What you are asked to do :: Only the pictures stay out; every record is to be quoted exactly.
>> Begin Task data
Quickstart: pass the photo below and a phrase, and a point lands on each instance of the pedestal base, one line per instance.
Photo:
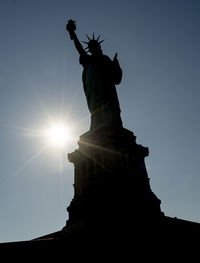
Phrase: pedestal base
(111, 185)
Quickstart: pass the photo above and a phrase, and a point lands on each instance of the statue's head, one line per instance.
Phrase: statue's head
(94, 45)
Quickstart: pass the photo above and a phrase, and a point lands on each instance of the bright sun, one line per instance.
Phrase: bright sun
(58, 134)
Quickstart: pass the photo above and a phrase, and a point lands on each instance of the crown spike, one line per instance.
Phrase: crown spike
(88, 37)
(98, 37)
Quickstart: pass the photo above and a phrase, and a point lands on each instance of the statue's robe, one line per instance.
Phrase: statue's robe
(100, 75)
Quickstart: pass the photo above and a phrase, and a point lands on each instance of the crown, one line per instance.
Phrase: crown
(92, 41)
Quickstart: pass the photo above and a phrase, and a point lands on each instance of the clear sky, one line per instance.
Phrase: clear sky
(158, 44)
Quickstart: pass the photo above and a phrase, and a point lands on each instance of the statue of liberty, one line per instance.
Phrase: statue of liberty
(100, 75)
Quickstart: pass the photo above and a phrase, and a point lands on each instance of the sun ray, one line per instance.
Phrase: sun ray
(33, 157)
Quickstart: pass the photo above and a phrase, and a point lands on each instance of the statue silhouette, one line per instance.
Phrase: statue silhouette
(100, 75)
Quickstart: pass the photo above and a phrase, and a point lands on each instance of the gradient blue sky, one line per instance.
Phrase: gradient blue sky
(158, 44)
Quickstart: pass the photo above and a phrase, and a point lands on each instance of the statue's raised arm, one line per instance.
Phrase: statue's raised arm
(71, 27)
(100, 75)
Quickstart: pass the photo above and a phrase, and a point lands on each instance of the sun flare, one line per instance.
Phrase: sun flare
(58, 134)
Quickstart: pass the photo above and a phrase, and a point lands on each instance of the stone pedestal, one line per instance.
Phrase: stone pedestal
(111, 185)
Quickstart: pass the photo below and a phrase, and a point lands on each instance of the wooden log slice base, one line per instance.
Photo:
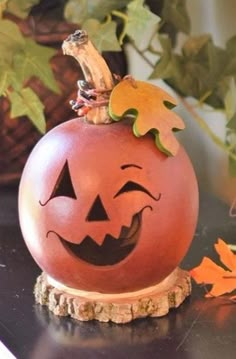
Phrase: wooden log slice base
(155, 301)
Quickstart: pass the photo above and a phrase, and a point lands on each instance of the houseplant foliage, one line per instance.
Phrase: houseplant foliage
(21, 59)
(196, 68)
(199, 69)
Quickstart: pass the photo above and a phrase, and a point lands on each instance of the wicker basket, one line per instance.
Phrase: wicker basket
(18, 136)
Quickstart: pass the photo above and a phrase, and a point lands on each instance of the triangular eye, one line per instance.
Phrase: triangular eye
(64, 186)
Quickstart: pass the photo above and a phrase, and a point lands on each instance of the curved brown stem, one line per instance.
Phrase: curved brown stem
(95, 71)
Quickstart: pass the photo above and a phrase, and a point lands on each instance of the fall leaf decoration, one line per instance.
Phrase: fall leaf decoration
(150, 107)
(223, 280)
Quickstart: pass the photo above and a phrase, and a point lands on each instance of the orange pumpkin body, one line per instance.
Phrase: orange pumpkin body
(101, 210)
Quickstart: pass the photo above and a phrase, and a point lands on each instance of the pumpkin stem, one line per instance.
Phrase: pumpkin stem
(94, 92)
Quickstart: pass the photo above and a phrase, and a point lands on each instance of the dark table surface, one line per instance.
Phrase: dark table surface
(199, 329)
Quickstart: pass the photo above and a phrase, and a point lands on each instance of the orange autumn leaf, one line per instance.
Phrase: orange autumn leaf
(148, 104)
(222, 280)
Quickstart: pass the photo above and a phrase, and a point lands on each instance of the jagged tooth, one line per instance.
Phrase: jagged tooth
(128, 222)
(97, 237)
(115, 231)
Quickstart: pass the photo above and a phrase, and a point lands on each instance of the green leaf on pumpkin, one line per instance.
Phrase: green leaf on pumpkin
(149, 105)
(27, 103)
(103, 35)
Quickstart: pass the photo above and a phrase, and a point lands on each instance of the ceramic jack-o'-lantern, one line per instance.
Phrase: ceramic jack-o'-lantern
(108, 201)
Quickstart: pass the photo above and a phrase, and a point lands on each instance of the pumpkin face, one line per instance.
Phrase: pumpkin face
(101, 210)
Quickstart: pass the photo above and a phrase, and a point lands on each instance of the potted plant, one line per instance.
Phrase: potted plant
(200, 73)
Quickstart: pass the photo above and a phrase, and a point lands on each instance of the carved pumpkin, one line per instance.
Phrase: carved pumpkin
(101, 210)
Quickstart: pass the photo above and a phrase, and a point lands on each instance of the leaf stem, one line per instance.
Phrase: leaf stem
(124, 18)
(96, 73)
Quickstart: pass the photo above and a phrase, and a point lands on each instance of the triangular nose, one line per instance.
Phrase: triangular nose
(97, 212)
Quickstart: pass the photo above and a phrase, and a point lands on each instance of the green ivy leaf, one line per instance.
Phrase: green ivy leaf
(230, 102)
(141, 23)
(164, 67)
(232, 122)
(196, 47)
(34, 61)
(78, 11)
(230, 69)
(174, 12)
(11, 39)
(3, 5)
(27, 103)
(21, 8)
(103, 35)
(7, 77)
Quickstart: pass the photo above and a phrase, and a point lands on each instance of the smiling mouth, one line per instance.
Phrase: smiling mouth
(112, 250)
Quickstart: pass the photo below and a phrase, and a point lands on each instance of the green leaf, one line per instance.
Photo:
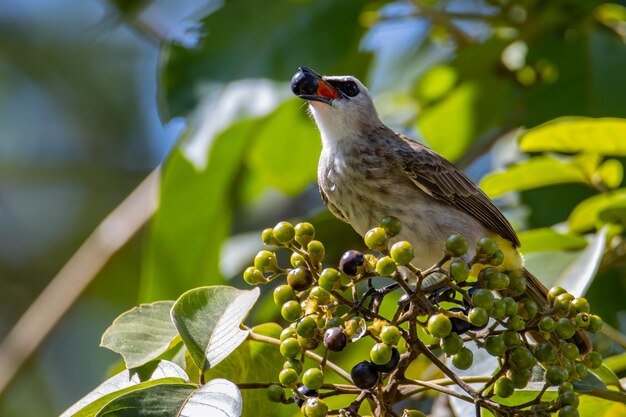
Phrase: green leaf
(208, 320)
(585, 215)
(267, 41)
(253, 361)
(122, 383)
(547, 239)
(141, 334)
(539, 171)
(606, 136)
>> End Task data
Exercise answer ::
Quickstart: pass the photo below and a phrase, and a point lands on each instance of the pedestal base, one line per instance.
Photo:
Phrase: pedestal base
(111, 185)
Quickstart: pass the photo above and a phrase, and a point lands on each instance of the statue's head, one line per instance.
Phrase: statue's head
(94, 45)
Quickstart: pass the photo above and a phrase, and a point lands on each instance of the bright sun, one line per instance.
Phrase: bright sun
(58, 134)
Quickstart: pass the photo above and a phrase, and a point lands on each instance of the crown spike, one line per instance.
Phrase: crown spike
(88, 37)
(98, 37)
Quickstart: pass the photo above and a phrase, and a point lands on each instance of the statue's robe, one line per instance.
Phrase: statue's robe
(100, 75)
Quickstart: pass the photo above and a phrase, and a point lands on each instance of the crown, one line per instance.
Phrase: crown
(92, 41)
Quickstart: pass the photo above and a phrase, and a point lands on each instance of the clear sky, one line per instance.
Phrase: clear sky
(158, 44)
Quickstart: pass the photo above and a phrase, and a point lands on each instance of the statue of liberty, one line per instance.
Phrase: statue of liberty
(100, 75)
Quickstart: pass the photo above and a phrase, and a point lands on each instance of the sun ray, one line per instance.
Phrase: sun ray
(33, 157)
Quickstart: pass the photo above and a phrase, and a point lands on each instance of the statue silhouette, one line per instance.
Phrase: statue silhouette
(100, 75)
Quickstart: pass the photo above and a phrase, and a point lands on each instance of the gradient blue sky, one line per instance.
Phrase: gradient blue sky
(158, 44)
Quickstart: pass the photo above and a phrase, and a point lands on each instance of the statue's raised arm, one line per instance.
Phrase: statue's raised arm
(71, 27)
(100, 75)
Quickstart: pass the photo above and a phrase, and a point lands on each instance of the sun flare, one line per instance.
Phrase: sun flare
(58, 134)
Quickstart: pass the photo above and a phrase, and a point lands on each instance of the stone pedestal, one line per instance.
Phrase: stone pedestal
(111, 185)
Quickstart: pass the photo below and a phrase, and a point lands on each instance of the wooden log slice base, one line per instance.
Photo:
Phrase: wooden log slice base
(155, 301)
Quickstart: pass the photo above and a phrase, and a point lands on each instance of the houseplant foliage, one line per instance.
Phrase: houseplant foliage
(21, 59)
(196, 68)
(199, 69)
Quickstart: pass the photo above and a phrase, and a point lands on each instance of the wicker basket, one line per instance.
Phrase: wicker basket
(18, 136)
Quickstart: pass the photo above and a phrase, and a point lands on each instance of the triangular eye, one line per instance.
Phrase: triangular eye
(64, 186)
Quickstart: pass the photo above and a phrase, and a point lands on each instance of the curved brown stem, one line per instance.
Phrase: curved brown stem
(95, 71)
Quickstart: pass the photo above and a phrase, and a point lands on each instance of the fall leaf decoration, one line per instance.
Phrase: fall leaf decoration
(150, 107)
(223, 280)
Quickstart: pass the photo above and a phrase, and a point lands on each instance of the orange pumpkin body, one line per instance.
Phrase: orange pumpkin body
(101, 210)
Quickstart: pass the photo above and a phrase, and a point lands on each instance of the pumpkin stem, one line per instance.
Phrase: pumpkin stem
(94, 92)
Quickstart: pass the photo above and a phrase, and a point lands on each instance of the dark table surface, one line per instance.
Phrase: dark table surface
(199, 329)
Quickstart: pass the photo above and a phrase, and a point lands on each instance of the orange autumn leaf, one line per instance.
Phrase: orange autumn leaf
(148, 104)
(222, 280)
Quickstart: pass the photo above and a phrase, and a point lands on each instance of the jagged tooth, one line per instance.
Phrase: jagged tooth
(128, 222)
(97, 237)
(115, 231)
Quickstart: pass the photo above and a phrase, and a point lands on each instance of the green leaf on pumpkin, one line per instance.
Phrase: green leaf on pumpkin
(149, 105)
(27, 103)
(103, 35)
Quickstart: pass the photo above and a phrase, and a point lands on each instance of the ceramic jack-o'-lantern, one line per instance.
Phrase: ceramic jack-o'-lantern
(108, 201)
Quickstart: pass the photo above and a phrase, and a point lands on each instance of the pumpkin face, one line per instance.
Phrase: pumpkin face
(101, 210)
Quickstart: pass the photo above and a phrase, and a point lands on each instance of the potted plant, one line per instance.
Phrase: potted plant
(200, 73)
Quickstart: pass the photo above and a phrase, and a point lands on each instance of the carved pumpkin, one line per instance.
Phrase: carved pumpkin
(101, 210)
Quickstart: pass the photo above and a phrase, and a point lands on each instance of the leaf stem, one line per instance.
Phrase: leaf stem
(124, 18)
(96, 73)
Quickstart: pass the photo above and a phrase, and a point lands on each instance of the triangular nose, one line per instance.
Phrase: triangular nose
(97, 212)
Quickstart: pass the photo above and a phrase, and a point lands on each instance of the green ivy leaf, one line per instance.
Phrase: green ivy leaf
(230, 102)
(141, 23)
(164, 67)
(232, 122)
(196, 47)
(34, 61)
(78, 11)
(230, 69)
(174, 12)
(11, 39)
(3, 5)
(27, 103)
(21, 8)
(103, 35)
(7, 77)
Quickstart: pass the photo above and a phrase, and a point lands on each instance of the smiling mouth, one line per instance.
Phrase: smiling mouth
(112, 250)
Quickstart: pass the photo below and a phrase, and a point lands on each instance of the green leaf, one line per instance.
Photo:
Phrase: green leaf
(208, 320)
(585, 215)
(267, 41)
(253, 361)
(122, 383)
(547, 239)
(141, 334)
(539, 171)
(606, 136)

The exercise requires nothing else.